TASK REQUIREMENTS
Can you transcribe the records below word for word, from the line containing "Target | orange backpack" through the line containing "x=355 y=304", and nothing outside that stretch?

(Recorded data)

┌──

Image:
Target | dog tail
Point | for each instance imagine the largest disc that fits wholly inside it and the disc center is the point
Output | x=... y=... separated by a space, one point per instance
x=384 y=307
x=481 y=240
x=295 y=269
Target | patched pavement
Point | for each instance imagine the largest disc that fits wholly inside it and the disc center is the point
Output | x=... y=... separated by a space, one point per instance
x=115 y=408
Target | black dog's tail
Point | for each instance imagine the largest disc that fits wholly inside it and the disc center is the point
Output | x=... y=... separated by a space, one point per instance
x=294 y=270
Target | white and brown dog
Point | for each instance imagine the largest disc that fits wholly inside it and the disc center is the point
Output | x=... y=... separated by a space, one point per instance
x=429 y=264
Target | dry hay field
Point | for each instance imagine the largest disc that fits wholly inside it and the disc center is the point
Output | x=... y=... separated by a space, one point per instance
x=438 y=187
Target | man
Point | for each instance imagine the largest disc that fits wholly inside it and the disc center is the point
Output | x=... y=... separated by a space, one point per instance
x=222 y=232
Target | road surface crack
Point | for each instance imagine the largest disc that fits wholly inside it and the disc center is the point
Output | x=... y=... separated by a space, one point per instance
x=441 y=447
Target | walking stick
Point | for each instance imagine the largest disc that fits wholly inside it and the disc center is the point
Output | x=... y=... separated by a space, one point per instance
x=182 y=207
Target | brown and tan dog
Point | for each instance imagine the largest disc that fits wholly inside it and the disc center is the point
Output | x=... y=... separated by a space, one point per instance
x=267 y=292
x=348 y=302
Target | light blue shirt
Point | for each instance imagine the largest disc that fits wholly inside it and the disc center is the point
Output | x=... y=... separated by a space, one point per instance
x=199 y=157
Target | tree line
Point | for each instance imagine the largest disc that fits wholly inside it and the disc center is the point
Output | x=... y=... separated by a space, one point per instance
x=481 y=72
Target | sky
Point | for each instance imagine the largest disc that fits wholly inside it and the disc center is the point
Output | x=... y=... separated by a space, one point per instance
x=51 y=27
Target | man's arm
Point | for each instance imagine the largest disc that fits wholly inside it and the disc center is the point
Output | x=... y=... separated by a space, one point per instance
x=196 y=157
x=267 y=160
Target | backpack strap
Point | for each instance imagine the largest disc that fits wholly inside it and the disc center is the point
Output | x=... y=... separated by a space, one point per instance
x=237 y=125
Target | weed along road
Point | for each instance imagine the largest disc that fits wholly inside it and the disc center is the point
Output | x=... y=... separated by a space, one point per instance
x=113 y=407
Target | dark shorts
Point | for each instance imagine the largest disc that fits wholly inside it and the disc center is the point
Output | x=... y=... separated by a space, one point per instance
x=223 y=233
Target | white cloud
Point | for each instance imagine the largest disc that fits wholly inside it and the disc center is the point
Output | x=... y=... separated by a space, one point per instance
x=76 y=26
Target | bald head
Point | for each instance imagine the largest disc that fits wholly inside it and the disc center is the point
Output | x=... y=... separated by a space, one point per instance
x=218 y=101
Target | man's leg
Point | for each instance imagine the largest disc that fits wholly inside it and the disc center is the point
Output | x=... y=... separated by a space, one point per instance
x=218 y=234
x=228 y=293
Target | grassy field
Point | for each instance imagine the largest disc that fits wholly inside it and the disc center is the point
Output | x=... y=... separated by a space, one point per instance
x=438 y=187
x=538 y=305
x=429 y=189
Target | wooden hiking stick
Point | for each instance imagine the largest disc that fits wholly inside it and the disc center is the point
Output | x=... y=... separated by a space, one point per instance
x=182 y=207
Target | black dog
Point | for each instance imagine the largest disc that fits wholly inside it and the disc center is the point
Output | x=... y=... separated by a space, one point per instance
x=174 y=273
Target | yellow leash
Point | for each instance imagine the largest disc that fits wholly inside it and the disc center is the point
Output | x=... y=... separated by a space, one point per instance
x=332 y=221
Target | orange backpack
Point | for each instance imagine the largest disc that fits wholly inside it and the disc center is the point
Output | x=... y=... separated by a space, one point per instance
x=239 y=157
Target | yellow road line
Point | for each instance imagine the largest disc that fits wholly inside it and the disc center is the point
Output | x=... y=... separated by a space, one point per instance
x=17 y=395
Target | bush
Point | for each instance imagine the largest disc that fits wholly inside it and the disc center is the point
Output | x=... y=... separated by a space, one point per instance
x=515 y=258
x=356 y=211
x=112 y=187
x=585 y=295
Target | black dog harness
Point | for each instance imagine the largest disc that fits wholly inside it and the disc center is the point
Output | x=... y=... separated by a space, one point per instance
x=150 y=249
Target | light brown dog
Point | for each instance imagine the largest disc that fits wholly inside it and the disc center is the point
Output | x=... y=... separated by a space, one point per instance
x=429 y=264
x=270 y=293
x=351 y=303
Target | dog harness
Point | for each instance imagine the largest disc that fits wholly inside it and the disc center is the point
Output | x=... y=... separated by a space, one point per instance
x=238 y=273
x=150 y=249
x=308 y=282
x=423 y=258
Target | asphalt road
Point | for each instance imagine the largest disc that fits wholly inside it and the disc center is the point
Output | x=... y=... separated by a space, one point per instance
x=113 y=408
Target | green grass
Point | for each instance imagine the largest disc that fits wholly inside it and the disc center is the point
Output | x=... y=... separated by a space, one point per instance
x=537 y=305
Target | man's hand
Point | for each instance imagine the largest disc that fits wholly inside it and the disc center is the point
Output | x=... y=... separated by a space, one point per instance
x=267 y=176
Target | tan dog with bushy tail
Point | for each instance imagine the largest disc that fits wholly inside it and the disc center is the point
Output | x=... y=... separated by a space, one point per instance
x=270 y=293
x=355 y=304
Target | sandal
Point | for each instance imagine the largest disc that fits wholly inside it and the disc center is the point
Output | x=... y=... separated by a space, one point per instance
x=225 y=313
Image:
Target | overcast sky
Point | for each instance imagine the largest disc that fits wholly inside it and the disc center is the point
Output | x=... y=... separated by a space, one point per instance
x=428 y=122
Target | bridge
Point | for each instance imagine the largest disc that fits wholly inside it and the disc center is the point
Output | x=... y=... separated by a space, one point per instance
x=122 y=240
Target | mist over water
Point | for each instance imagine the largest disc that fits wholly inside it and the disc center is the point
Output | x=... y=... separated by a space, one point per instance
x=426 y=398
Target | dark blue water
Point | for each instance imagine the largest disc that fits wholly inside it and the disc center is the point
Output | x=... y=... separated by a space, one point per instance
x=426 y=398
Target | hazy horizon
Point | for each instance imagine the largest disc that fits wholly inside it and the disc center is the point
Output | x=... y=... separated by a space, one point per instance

└──

RESPONSE TO THIS EXERCISE
Target | orange backpack
Point | for each instance imagine the largest disc that fits wholly inside it and the disc center is the point
Output | x=... y=... separated by a space, one point per instance
x=239 y=157
Target | yellow road line
Point | for each instance imagine the largest disc that fits wholly inside it and the disc center is the point
Output | x=... y=... separated by a space, one point per instance
x=17 y=395
Target | bush
Point | for each instance imagine the largest disc that fits wholly inside it and the disc center is the point
Output | x=... y=... separated by a space, one point per instance
x=515 y=258
x=356 y=211
x=112 y=187
x=585 y=295
Target | black dog harness
Point | for each instance imagine the largest disc that fits wholly inside it and the disc center is the point
Output | x=... y=... separated by a space, one point per instance
x=150 y=249
Target | light brown dog
Point | for each instance imagine the largest disc that fits wholly inside it and the disc center is the point
Output | x=... y=... separated by a space, one point per instance
x=429 y=264
x=270 y=293
x=351 y=303
Target | dog harness
Point | for each instance imagine the largest disc that fits wholly inside it and the disc center is the point
Output | x=... y=... separated by a space, one point per instance
x=238 y=273
x=150 y=249
x=308 y=282
x=423 y=258
Target | asphalt road
Point | for each instance imagine the largest disc that fits wholly inside it and the disc center is the point
Output | x=... y=... separated by a space, one point per instance
x=113 y=408
Target | green grass
Point | for each instance imagine the largest disc that fits wholly inside it and the disc center is the point
Output | x=... y=... separated by a space, one point per instance
x=537 y=305
Target | man's hand
Point | for each instance imagine the largest disc that fits wholly inside it and the disc center is the point
Output | x=... y=... separated by a space, one point per instance
x=267 y=176
Target | tan dog with bushy tail
Point | for each instance imagine the largest disc that fits wholly inside it and the disc center is the point
Output | x=... y=... separated by a space, one point per instance
x=270 y=293
x=355 y=304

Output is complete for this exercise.